====== PAGE EXTRACT ======
I have found a number of bread recipes that call to prepare first a preferment - a very simple dough with half the flour, water, sometimes sugar, and the yeast to be used. This is left to rise for an hour or two and afterwards it is mixed with a dough made with the rest of the ingredients including fats, additional sugars, and eggs. This second dough is then left to rise again and later split into the loafs and baked.

What is the purpose of the preferment and why is sponge made with such basic ingredients?

  • 3
    Hi LopSae, the term "first rise" has an entirely different meaning in bread baking. It denotes the rise after the complete dough has been mixed and kneaded, but before it has been degassed and divided. What you describe is properly called a "preferment" or a sponge. I edited your question to avoid ambiguity. For the actual first rise, see cooking.stackexchange.com/questions/9014/….
    – rumtscho
    Jan 14, 2013 at 13:37
  • 3
    Other terms of interest that you may see that mean the same thing are: biga, poolish, chef, levain, sponge, pâte fermentée (source breadsecrets.com/prefermentation.html)
====== LISTED RECORDS ======
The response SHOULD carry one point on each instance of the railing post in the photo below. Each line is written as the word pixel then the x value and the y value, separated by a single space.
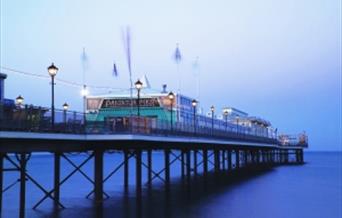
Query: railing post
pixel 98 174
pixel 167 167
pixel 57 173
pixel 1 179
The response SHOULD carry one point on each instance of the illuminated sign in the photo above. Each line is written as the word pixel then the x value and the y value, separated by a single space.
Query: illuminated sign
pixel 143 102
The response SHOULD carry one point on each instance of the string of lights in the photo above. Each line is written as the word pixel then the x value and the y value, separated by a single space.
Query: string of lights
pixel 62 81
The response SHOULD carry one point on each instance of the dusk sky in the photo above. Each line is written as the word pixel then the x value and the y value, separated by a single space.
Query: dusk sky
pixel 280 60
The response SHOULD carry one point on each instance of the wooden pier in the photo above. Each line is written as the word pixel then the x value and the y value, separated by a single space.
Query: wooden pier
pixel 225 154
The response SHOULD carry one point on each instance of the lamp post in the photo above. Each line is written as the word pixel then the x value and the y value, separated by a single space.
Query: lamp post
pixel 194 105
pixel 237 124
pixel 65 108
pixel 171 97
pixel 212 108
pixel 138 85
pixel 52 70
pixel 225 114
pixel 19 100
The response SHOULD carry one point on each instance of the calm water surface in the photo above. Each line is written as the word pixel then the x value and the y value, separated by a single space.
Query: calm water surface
======
====== LISTED RECORDS ======
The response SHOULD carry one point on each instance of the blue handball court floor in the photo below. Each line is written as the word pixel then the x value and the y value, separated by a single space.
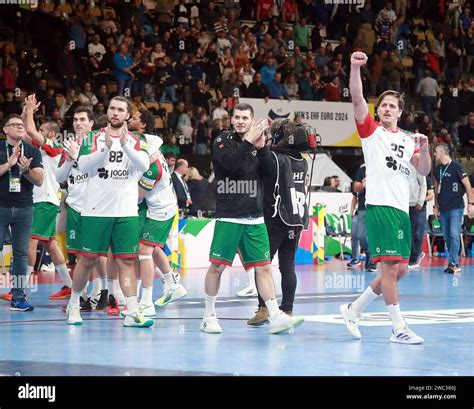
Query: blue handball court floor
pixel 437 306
======
# QUESTIONS ON THE MATERIAL
1. In the preferment question, how long is the preferment left to rise before it is mixed with the second dough?
2. Do the following statements agree with the preferment question? Answer yes or no for each and quote the deciding words.
(a) The preferment uses half the flour.
(b) In bread baking, "first rise" means the rise before the dough is mixed and kneaded.
(c) Poolish is named as another term for the same thing.
3. Return the part of the preferment question starting at "What is the" and ending at "fermentée (source breadsecrets.com/prefermentation.html)", word for word.

# SET OF ANSWERS
1. For an hour or two.

2.
(a) Yes: "a very simple dough with half the flour, water, sometimes sugar, and the yeast to be used"
(b) No: "It denotes the rise after the complete dough has been mixed and kneaded, but before it has been degassed and divided."
(c) Yes: "biga, poolish, chef, levain, sponge, pâte fermentée"

3.
What is the purpose of the preferment and why is sponge made with such basic ingredients?

  • 3
    Hi LopSae, the term "first rise" has an entirely different meaning in bread baking. It denotes the rise after the complete dough has been mixed and kneaded, but before it has been degassed and divided. What you describe is properly called a "preferment" or a sponge. I edited your question to avoid ambiguity. For the actual first rise, see cooking.stackexchange.com/questions/9014/….
    – rumtscho
    Jan 14, 2013 at 13:37
  • 3
    Other terms of interest that you may see that mean the same thing are: biga, poolish, chef, levain, sponge, pâte fermentée (source breadsecrets.com/prefermentation.html)